» **Data listing**
[BEGIN]

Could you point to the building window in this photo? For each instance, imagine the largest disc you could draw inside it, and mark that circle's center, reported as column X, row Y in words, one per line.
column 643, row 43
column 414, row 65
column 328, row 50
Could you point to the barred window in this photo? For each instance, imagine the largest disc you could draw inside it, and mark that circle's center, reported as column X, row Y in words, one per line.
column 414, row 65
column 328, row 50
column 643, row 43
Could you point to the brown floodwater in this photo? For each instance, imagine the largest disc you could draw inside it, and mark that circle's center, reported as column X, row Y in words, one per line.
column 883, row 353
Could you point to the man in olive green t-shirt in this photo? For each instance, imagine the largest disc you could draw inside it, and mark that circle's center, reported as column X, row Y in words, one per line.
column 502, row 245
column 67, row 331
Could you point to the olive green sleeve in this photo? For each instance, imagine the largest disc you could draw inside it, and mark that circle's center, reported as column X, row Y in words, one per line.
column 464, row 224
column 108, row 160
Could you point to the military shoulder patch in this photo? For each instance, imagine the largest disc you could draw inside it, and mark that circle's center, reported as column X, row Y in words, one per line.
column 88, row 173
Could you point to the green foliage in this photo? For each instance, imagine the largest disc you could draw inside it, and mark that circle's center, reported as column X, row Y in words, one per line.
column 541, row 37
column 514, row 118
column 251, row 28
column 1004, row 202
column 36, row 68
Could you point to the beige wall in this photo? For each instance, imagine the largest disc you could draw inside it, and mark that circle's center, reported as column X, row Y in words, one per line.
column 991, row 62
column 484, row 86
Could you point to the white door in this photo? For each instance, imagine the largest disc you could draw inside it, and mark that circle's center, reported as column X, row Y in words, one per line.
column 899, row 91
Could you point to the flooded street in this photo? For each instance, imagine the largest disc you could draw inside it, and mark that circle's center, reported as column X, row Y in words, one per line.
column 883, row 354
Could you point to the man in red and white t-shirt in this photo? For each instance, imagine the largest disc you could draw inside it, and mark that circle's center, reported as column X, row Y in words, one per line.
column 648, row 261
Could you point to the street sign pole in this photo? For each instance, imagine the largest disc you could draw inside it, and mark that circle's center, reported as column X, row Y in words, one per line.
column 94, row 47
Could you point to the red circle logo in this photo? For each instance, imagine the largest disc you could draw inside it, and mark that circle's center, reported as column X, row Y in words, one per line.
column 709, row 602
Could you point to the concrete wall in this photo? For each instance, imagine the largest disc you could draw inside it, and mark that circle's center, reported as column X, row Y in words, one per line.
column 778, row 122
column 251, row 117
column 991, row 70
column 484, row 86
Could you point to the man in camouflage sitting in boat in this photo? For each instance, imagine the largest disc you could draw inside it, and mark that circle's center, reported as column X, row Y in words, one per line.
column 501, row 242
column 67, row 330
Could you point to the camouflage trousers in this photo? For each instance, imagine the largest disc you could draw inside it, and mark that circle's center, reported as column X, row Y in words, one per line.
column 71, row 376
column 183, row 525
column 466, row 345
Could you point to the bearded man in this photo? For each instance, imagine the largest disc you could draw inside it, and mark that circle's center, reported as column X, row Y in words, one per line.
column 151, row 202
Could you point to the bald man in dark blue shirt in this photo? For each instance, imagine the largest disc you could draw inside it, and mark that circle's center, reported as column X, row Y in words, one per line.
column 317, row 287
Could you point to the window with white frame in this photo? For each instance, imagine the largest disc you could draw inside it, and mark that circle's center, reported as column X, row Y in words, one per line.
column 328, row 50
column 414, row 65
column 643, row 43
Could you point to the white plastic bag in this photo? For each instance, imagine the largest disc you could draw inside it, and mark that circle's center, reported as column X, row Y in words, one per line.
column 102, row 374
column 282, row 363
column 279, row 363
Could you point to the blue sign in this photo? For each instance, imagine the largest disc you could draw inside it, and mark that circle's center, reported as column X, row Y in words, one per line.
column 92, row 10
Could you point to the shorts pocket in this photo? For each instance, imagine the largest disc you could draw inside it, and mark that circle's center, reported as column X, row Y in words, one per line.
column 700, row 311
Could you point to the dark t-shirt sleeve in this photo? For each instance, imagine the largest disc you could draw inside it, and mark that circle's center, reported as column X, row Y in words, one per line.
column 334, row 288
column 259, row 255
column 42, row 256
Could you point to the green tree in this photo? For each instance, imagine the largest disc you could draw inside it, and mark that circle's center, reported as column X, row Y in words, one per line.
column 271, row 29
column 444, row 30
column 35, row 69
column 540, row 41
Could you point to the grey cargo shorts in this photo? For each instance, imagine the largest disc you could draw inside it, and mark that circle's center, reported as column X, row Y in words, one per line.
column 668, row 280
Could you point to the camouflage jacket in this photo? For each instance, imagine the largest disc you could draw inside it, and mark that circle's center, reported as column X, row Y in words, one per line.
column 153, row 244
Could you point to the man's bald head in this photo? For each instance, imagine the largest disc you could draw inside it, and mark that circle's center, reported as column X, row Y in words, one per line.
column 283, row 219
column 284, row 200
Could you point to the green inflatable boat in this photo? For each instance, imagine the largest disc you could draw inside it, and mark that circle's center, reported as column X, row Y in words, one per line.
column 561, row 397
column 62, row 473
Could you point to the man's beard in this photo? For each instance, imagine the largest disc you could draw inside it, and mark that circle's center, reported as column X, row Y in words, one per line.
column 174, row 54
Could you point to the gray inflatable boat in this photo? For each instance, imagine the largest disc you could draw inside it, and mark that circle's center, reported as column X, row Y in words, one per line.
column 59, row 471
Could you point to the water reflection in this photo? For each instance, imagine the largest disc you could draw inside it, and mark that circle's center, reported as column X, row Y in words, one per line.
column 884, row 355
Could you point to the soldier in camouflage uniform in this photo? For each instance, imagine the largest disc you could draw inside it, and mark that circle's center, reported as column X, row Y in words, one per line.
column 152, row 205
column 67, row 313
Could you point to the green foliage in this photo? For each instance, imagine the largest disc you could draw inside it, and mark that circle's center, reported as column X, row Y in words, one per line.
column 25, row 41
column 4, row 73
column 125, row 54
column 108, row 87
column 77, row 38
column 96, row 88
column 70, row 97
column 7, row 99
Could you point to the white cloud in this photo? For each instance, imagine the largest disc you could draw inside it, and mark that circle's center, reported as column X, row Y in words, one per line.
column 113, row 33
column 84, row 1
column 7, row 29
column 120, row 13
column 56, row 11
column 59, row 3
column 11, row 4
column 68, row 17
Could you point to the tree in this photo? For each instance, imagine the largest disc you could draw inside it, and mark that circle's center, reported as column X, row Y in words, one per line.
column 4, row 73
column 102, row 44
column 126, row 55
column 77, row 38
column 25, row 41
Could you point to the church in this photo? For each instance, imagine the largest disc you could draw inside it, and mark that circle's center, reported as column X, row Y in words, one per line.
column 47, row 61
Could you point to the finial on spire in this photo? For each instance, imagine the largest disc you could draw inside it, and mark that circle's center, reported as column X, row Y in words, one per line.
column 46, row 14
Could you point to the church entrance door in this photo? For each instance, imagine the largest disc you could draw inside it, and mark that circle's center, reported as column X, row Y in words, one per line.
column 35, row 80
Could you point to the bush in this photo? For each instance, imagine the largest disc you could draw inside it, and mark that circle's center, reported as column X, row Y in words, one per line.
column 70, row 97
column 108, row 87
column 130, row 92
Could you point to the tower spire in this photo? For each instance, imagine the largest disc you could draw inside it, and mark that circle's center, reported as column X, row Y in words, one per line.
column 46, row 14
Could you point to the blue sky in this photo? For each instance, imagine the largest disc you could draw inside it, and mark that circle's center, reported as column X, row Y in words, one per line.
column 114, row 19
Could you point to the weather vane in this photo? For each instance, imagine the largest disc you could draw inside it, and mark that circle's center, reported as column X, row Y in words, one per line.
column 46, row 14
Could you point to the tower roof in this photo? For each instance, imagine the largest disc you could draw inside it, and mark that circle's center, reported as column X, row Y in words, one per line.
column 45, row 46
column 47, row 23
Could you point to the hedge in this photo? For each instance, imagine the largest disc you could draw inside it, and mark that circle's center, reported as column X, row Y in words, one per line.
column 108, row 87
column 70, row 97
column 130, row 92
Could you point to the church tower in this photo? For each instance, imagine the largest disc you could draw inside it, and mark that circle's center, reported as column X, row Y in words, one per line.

[END]

» **Description of the task**
Quote, without any change, each line from the one that contains "Could you point to the blue sky" through the end of the material.

» **Complete answer**
Could you point to the blue sky in this photo? For each instance, imagine the largest disc you could draw inside it, and mark that circle's center, reported as column X, row Y in words, one per line.
column 114, row 19
Could you point to the weather vane in this photo? For each instance, imagine the largest disc you could draw inside it, and mark that circle's center, reported as column X, row Y in words, one per line.
column 46, row 14
Could you point to the tower roof in this photo? For each instance, imagine the largest disc you could draw inside it, and mark that circle's center, reported as column X, row Y in words, one per line.
column 45, row 46
column 47, row 23
Could you point to the hedge in this photo? For each instance, imagine the largest disc you could draw inside it, and mark that circle's center, reported as column X, row Y in words, one per line.
column 108, row 87
column 70, row 97
column 130, row 92
Could you point to the church tower in this photo? For each instance, imagine the largest disc you could draw inside it, and mark that circle's center, reported as column X, row Y in words, one per line.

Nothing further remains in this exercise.